- _Provided data_:
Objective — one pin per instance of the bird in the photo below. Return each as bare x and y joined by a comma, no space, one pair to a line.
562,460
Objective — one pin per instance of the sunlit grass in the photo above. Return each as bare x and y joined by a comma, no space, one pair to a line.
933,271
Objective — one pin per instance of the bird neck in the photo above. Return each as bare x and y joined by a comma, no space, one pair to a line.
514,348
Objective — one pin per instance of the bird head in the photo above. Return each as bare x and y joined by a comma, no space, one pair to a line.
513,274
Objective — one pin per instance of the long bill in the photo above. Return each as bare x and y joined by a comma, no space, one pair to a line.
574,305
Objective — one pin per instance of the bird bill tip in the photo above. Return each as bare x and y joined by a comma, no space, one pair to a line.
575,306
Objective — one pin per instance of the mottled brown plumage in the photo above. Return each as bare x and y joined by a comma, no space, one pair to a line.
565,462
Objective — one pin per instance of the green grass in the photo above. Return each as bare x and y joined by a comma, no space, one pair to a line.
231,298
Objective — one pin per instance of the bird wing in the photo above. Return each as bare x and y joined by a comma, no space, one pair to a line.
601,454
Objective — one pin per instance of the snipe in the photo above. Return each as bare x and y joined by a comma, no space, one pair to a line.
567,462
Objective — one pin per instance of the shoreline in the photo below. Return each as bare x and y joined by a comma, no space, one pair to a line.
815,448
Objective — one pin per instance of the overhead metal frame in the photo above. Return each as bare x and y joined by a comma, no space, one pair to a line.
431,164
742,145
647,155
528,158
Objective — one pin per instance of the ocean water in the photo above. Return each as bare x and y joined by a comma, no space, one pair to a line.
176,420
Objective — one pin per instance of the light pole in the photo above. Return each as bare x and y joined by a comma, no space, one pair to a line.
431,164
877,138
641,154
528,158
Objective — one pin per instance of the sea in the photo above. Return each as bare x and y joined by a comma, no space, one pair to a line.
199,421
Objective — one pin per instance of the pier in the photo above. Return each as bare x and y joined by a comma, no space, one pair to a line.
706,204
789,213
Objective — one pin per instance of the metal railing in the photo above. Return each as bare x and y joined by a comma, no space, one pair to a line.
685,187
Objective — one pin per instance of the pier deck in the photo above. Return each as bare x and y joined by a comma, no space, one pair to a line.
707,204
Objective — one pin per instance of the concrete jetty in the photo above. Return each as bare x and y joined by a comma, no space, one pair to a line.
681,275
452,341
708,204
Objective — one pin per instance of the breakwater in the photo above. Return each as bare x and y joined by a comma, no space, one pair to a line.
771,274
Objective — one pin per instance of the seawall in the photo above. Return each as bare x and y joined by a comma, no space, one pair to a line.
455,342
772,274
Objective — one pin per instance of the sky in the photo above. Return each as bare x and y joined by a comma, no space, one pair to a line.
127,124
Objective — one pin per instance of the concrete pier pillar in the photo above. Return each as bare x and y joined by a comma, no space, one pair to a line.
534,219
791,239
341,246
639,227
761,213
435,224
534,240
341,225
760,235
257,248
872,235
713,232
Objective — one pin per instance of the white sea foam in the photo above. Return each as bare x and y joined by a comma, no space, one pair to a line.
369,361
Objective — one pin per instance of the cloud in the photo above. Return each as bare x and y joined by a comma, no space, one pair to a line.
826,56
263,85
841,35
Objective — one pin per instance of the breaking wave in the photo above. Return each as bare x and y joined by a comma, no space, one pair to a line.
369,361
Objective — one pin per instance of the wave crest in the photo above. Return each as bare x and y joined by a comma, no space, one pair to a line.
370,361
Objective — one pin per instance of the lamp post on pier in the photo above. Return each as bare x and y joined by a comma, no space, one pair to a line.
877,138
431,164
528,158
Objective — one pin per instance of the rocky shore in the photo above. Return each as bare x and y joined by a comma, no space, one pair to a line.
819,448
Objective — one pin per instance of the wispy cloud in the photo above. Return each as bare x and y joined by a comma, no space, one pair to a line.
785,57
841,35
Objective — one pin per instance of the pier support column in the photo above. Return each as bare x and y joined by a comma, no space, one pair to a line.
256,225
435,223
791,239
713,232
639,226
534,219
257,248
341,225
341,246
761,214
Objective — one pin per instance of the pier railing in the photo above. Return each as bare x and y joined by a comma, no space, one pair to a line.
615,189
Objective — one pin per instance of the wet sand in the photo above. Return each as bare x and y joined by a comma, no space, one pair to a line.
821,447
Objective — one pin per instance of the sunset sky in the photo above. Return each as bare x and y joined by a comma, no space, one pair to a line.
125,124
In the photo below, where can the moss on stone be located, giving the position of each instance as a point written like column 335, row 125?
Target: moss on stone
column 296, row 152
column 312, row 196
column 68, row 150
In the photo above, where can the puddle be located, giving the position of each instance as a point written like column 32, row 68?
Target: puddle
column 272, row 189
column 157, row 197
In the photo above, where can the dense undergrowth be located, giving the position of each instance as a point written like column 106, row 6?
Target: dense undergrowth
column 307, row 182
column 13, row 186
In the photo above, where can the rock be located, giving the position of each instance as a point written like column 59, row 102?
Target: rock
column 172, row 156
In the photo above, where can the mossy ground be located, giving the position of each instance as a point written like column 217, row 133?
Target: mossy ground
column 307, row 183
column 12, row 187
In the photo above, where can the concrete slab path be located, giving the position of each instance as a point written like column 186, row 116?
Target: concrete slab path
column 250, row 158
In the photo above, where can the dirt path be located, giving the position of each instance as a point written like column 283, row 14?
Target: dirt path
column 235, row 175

- _Work task_:
Which of the lines above hold the string "giving"? Copy each one.

- _Response box_:
In the photo below, where can the moss on stone be located, giving the position of each instance as a point written like column 335, row 125?
In the photo above, where can the puddle be located, giving the position of each instance as a point written like column 32, row 68?
In the photo above, where can the dense undergrowth be located, giving the position of each instance as a point written like column 106, row 6?
In the photo above, where can the rock be located, giving the position of each instance as a point written like column 59, row 102?
In the photo above, where can the mossy ground be located, giving the position of each instance as a point written like column 217, row 133?
In the photo above, where can the concrete slab path be located, giving the position of each instance as a point written like column 186, row 116?
In the photo above, where can the dirt path be located, giving the position of each instance as a point written like column 283, row 14?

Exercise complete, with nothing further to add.